- [WORK TO BE COMPLETED]: Reproduce the stretch from "Now, why is" through "stuff like this?" in the passage below on the test command's -a and -o operators.

- [TEXT SEGMENT]:
══════════
Thus: Uses of test with more than three arguments -- and if you're using -a or -o, you're depending on that -- have no behavior explicitly specified by unextended POSIX.


Now, why is this so? Because there are scenarios where the parser could Do The Wrong Thing depending on variable values.

Do you remember people giving advice to do stuff like this?

if [ "x$foo" = "x$bar" ]; then ...

...it's silly and ancient, right? Actually, no! Consider the case where foo=( and bar=), and someone runs a command like this:

if [ "$foo" -a "$bar" ]

That expands to the following:

if [ ( -a ) ]

...and how do we parse it? Well, it could be a grouping operator (yes, test was historically specified to support them), checking whether -a is non-null; or it could be checking whether both ( and ) are non-empty strings themselves; it's ambiguous. This ambiguity is why -a and -o are no longer preferred syntax.
══════════
- [INFORMATION PROVIDED]:
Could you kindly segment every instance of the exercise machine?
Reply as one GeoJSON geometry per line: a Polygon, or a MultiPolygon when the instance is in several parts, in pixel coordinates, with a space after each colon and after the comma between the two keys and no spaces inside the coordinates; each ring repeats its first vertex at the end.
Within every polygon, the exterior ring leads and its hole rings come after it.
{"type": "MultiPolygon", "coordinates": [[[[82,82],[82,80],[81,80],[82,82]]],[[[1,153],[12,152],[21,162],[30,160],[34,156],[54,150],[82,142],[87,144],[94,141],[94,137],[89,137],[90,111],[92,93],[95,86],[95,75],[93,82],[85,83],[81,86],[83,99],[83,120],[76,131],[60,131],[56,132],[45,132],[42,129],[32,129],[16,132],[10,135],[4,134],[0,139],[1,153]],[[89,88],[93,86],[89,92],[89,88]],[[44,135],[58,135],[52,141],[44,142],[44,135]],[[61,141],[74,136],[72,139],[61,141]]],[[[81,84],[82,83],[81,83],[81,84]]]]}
══════════
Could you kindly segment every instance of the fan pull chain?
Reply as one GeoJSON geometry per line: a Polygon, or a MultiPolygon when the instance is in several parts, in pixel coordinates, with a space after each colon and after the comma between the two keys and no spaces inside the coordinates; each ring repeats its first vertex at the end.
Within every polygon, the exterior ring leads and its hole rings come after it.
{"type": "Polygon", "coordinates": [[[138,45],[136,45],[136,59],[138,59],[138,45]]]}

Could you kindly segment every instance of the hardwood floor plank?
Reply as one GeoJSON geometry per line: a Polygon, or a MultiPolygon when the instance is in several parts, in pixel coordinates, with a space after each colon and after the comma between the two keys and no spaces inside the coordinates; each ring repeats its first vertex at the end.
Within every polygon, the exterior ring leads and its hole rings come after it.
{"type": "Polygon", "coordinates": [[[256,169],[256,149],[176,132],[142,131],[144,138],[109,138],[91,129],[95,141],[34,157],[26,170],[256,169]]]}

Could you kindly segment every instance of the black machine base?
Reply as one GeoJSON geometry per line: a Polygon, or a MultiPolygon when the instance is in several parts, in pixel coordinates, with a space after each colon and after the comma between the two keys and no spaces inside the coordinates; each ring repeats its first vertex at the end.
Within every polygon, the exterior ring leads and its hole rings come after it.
══════════
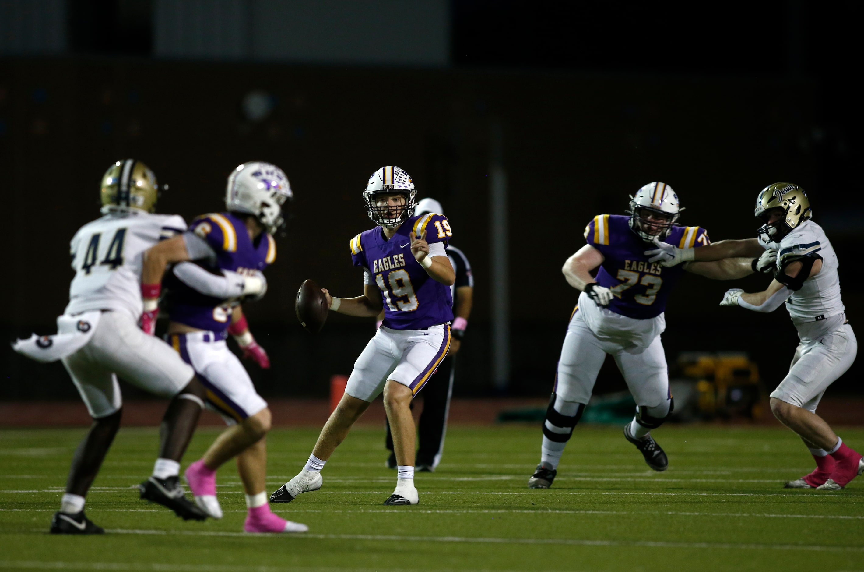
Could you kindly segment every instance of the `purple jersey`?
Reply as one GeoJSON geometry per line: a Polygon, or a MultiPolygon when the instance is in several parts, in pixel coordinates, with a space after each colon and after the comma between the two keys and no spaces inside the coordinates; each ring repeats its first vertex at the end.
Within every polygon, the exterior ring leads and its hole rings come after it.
══════════
- [WRITTEN ANSWER]:
Now, why is this so? Because there are scenarios where the parser could Do The Wrong Thing depending on variable values.

Do you remember people giving advice to do stuff like this?